_Excerto da página_:
⁂

Por último, com o alargamento a aplicação do princípio da livre circulação e da liberdade de estabelecimento no mercado único encontra-se provisoriamente limitado devido às derrogações decididas, que podem ir até sete anos e que têm como destinatários os nacionais dos novos Estados-Membros. Estas restrições prejudicam o livre funcionamento do mercado de trabalho na Europa alargada e podem penalizar os esforços de formação e de adaptação profissional desenvolvidos nesses novos Estados. Também os nacionais dos novos Estados-Membros que desejam iniciar a actividade como trabalhadores independentes na antiga Europa dos 15 se deparam com dificuldades.

4.3   Uma união económica incompleta

4.3.1

A união monetária não acompanhou o crescimento económico dinâmico que deveria ter favorecido. Uma razão essencial prende-se com o facto de a ela não se ter seguido ainda uma verdadeira união económica. O embrião constituído pelo pacto de estabilidade e crescimento foi recentemente fonte de controvérsia, sendo desrespeitado por vários Estados-Membros, incluindo a Alemanha e a França, que ultrapassaram o limiar de 3 % de défice público. Surgiram interrogações sobre os efeitos do pacto (muito mais preciso no que respeita à estabilidade do que ao crescimento) na apatia da actividade económica. Para compensar as limitações do pacto, importaria desenvolver uma abordagem económica mais integrada, o que quase não existe actualmente com a coordenação ainda mínima das orientações gerais da política económica (OGPE).

4.3.2

O Eurogrupo, que reúne os Estados da zona euro, continua pouco estruturado, pouco dinâmico e de carácter sobretudo intergovernamental, face a um Banco Central Europeu baseado no modelo federal. O governo económico europeu continua na sua fase de projecto.

4.3.3

O próprio Conselho Economia-Finanças está longe de constituir um governo económico da UE, com os seus membros instalando-se de bom grado nos respectivos interesses nacionais e apoiados pela prática tradicional da unanimidade. Um exemplo claro é a falta de harmonização fiscal da Europa.

⁂

_Tarefas do exercício_:
[a] Que órgãos em funcionamento na UE ou na zona euro são nomeados no excerto sobre a união económica europeia?
[b] Segundo o excerto sobre a união económica europeia, que limiar de défice público ultrapassaram a Alemanha e a França?
[c] Prolongue o excerto sobre a união económica europeia a partir da última frase apresentada.
A listagem não é necessária para nenhuma destas tarefas.

⁂

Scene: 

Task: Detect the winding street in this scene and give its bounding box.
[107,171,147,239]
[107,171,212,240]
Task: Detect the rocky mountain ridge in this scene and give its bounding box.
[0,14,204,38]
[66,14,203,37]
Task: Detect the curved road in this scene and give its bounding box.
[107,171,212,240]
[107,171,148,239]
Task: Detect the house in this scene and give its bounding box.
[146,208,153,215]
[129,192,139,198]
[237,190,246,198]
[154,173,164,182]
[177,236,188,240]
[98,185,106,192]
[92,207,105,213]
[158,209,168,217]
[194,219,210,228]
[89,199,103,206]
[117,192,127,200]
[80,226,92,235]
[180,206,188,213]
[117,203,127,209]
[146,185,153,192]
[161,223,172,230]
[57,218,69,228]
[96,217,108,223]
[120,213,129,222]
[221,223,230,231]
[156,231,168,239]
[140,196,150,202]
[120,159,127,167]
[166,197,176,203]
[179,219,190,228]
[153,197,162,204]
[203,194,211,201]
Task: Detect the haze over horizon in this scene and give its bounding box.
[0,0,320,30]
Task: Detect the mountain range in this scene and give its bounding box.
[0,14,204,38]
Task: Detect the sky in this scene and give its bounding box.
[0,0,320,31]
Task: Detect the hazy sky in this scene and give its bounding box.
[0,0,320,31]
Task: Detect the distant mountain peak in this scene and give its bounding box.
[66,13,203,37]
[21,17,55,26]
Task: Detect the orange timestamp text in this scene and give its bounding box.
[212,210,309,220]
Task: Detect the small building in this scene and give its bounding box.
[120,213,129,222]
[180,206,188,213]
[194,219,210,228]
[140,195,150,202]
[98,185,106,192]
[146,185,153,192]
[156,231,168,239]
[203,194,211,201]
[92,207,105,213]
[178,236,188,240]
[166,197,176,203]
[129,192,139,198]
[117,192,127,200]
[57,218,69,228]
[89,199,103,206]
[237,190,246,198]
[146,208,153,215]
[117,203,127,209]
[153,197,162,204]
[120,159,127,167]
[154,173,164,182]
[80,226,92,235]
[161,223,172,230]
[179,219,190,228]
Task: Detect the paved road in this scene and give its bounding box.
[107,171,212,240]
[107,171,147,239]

⁂

_Resultados por tarefa_:
[a] Eurogrupo; Banco Central Europeu; Conselho Economia-Finanças

[b] O limiar de 3 % de défice público.

[c]
4.3.4

O Conselho Competitividade, que tem poucos anos de existência, não trabalha em estreita cooperação com o Conselho Economia-Finanças e tem dificuldade em levar a cabo de forma eficaz uma missão necessariamente pluridisciplinar, que interessa a todas as formações do Conselho.

4.3.5

É lamentável que o novo Tratado Constitucional se mostre tão pouco desenvolvido e inovador no que diz respeito ao aprofundar da união económica, ao contrário de muitas das suas disposições em outros domínios. Teria sido, pois, mais pertinente para a coesão e a convergência competitiva da economia europeia outorgar à Comissão o papel efectivo de apresentação de propostas e não de simples recomendações tanto em relação às grandes orientações de política económica como aos défices públicos.

4.4   Défice de reformas estruturais

4.4.1

Nas Cimeiras da Primavera, os Estados-Membros pareceram privilegiar novos debates sobre os objectivos definidos em Lisboa, correndo o risco de aditar novas disposições, em detrimento de uma análise comparativa das reformas nacionais. Demasiados Estados também não associaram plenamente os parceiros sociais à definição e aplicação das reformas e nem sequer os consultaram ou mencionaram quando da publicação dos relatórios sobre os progressos alcançados.

4.4.2

À discrição dos Estados quanto ao avanço das reformas somam-se atrasos de vários tipos:

4.4.2.1

ao nível europeu, os 25 chegaram a acordo quanto à conclusão de um mercado único em vários domínios (por exemplo, energia, serviços, contratos públicos, redes transeuropeias, adaptação dos serviços públicos), mas mostram-se reticentes em adoptar as medidas necessárias nos prazos fixados.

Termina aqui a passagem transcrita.